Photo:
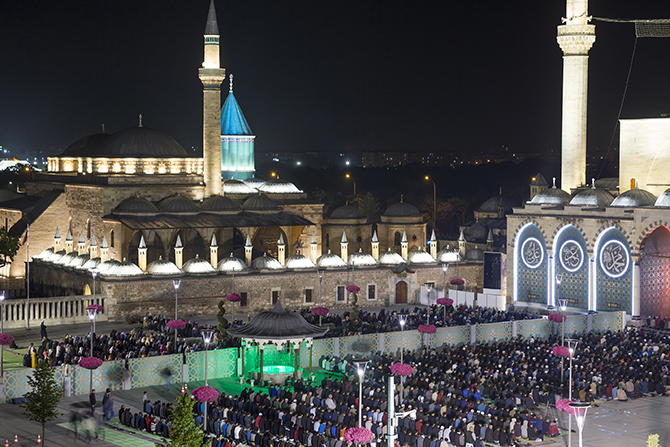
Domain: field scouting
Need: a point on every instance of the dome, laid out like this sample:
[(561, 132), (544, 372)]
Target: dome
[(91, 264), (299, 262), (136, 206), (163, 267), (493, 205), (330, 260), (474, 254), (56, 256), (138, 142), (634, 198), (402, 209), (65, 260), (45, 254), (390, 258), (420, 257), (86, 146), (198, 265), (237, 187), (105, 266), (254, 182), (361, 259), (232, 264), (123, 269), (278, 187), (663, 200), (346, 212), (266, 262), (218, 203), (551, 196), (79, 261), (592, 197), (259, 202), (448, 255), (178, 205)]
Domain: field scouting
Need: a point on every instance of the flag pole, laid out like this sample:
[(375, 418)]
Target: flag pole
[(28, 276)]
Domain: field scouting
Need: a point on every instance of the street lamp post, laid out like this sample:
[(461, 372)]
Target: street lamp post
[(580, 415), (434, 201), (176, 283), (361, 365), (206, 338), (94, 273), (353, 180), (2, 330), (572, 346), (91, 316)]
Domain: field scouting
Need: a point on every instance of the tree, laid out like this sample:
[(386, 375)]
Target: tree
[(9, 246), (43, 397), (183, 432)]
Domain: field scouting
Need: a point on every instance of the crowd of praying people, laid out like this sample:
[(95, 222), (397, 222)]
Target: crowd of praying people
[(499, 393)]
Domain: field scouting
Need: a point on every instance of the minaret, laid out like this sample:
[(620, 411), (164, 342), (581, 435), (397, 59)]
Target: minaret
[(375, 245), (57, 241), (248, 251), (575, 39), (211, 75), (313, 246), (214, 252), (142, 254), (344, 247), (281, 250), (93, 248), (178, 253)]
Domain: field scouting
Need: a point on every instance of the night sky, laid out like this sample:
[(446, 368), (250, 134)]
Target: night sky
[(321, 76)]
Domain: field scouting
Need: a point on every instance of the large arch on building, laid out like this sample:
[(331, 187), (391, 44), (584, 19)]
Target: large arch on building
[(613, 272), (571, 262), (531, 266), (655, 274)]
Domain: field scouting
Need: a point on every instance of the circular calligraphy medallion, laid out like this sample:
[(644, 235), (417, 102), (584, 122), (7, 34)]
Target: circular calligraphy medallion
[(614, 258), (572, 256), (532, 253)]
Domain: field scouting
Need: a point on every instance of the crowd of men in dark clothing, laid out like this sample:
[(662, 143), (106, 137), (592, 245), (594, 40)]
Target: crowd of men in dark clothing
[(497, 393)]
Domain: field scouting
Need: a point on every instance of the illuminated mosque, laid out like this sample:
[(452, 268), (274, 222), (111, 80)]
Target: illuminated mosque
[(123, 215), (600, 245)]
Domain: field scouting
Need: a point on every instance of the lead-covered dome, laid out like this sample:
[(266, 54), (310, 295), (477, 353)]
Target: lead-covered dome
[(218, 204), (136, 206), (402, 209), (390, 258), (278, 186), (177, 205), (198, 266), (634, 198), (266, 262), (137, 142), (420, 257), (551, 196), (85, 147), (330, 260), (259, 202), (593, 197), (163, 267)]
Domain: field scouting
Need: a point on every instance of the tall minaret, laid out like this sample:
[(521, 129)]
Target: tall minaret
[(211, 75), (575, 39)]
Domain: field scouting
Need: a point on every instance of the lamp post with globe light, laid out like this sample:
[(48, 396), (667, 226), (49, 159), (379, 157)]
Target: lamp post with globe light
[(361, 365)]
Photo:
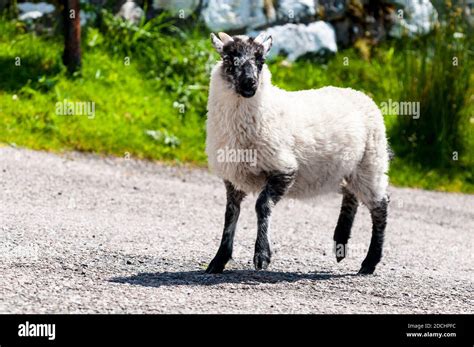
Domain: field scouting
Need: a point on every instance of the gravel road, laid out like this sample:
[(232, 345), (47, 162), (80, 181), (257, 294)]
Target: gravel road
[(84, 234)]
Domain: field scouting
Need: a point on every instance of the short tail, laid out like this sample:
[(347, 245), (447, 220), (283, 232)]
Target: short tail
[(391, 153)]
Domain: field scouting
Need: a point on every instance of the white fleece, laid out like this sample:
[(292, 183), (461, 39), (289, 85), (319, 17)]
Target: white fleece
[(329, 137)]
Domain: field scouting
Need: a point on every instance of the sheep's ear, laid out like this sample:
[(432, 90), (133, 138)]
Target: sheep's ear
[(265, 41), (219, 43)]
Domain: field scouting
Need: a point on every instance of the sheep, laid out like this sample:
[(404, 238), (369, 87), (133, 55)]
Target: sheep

————————

Challenge >> Write the records out once more, exactly as they appear, with no pictures.

Exercise output >>
Photo:
Domain: field scouting
Need: a point on every instance of the dome, laid out like this sample:
[(561, 132), (544, 372)]
Target: dome
[(91, 264), (299, 262), (136, 206), (163, 267), (493, 205), (330, 260), (474, 254), (56, 256), (138, 142), (634, 198), (402, 209), (65, 260), (45, 254), (390, 258), (420, 257), (86, 146), (198, 265), (237, 187), (105, 266), (254, 182), (361, 259), (232, 264), (123, 269), (278, 187), (663, 200), (346, 212), (266, 262), (218, 203), (551, 196), (79, 261), (592, 197), (259, 202), (448, 255), (178, 205)]
Domain: field scouting
Need: a point on every instance of the flag pole, laid out like this sample:
[(375, 418)]
Target: flag pole
[(28, 276)]
Domain: field scouting
Need: a point on every instance of the street lamp post, laid out like this sample:
[(461, 372)]
Target: street lamp post
[(580, 415), (434, 201), (176, 283), (361, 365), (206, 338), (94, 273), (353, 180), (2, 330), (572, 346), (91, 316)]
Domain: field scouting
Need: a point on every instance of the tree, laid out like this sample:
[(386, 375)]
Target: tree
[(9, 246), (43, 397), (183, 432)]
Domain: field scouting
Need: a point on every instance of the crowd of praying people, laid out like this sample:
[(95, 222), (397, 222)]
Target: crowd of praying people
[(499, 393)]
Domain: field scouting
Need: a point on every instance of the minaret, laid out like this sample:
[(620, 411), (164, 342), (581, 435), (397, 59)]
Target: minaret
[(375, 245), (57, 241), (248, 251), (575, 39), (211, 75), (313, 246), (214, 252), (142, 254), (344, 247), (281, 250), (93, 248), (178, 253)]
Domain: field scouting
Need: a point on every instance of the night sky, laid out like this sample:
[(446, 368), (250, 134)]
Target: night sky
[(321, 76)]
Domain: field scouting
Need: a point on every instance of the large arch on building, laid out like this sample:
[(331, 187), (391, 44), (584, 19)]
Target: large arch on building
[(613, 272), (571, 262), (531, 266), (655, 274)]
Domain: field scouting
Need: a point on every instance of the circular calligraphy medallion, laid out like this sample:
[(644, 235), (417, 102), (584, 122), (7, 34)]
Target: circular calligraphy medallion
[(614, 258), (572, 256), (532, 253)]
Domain: field scouting
Need: a point on every instance of the crowd of men in dark clothing, laid out like this sample:
[(662, 143), (106, 137), (592, 245), (594, 40)]
Target: crowd of men in dark clothing
[(497, 393)]
Domain: field scouting
Need: a point on every instance of the illuminated mosque, laid out like this sample:
[(452, 268), (274, 222), (111, 80)]
Target: illuminated mosque
[(123, 215), (600, 245)]
Domain: field scouting
Need: a point on every instance of the lead-covered dome, laid out like this sample:
[(266, 54), (310, 295), (477, 353)]
Target: lead-covered dome
[(218, 204), (136, 206), (402, 209), (390, 258), (278, 186), (177, 205), (198, 266), (634, 198), (266, 262), (137, 142), (420, 257), (551, 196), (85, 147), (330, 260), (259, 202), (593, 197), (163, 267)]
Domain: field scouting
Need: a point on every instance of the tall minaret, laid out like this sample:
[(521, 129)]
Target: tall minaret
[(211, 75), (575, 39)]
Domain: field scouting
Need: a point on every instance of the lamp post with globe light, laid out like this sample:
[(48, 396), (667, 226), (49, 159), (379, 157)]
Target: lamp post with globe light
[(361, 365)]
Photo:
Domain: field scouting
Need: a point on every instance of the gravel road, laid out like this sample:
[(232, 345), (47, 162), (80, 181), (257, 294)]
Target: gravel road
[(84, 234)]
Domain: field scouting
Need: a point on every instance of the short tail, laid out like this sample:
[(347, 245), (447, 220), (283, 232)]
Target: short tail
[(391, 153)]
Domain: field scouting
Need: a point on every instance of the white fleece, laid out like this sample:
[(292, 183), (461, 39), (289, 85), (319, 17)]
Target: white fleece
[(329, 137)]
Domain: field scouting
Need: a point on every instance of the sheep's ear, laid out like this sample:
[(432, 90), (133, 138)]
Target: sheep's ear
[(265, 41), (219, 43)]
Domain: field scouting
Need: a point on every instance of the sheep, laid out like this sample:
[(404, 238), (369, 87), (133, 55)]
Target: sheep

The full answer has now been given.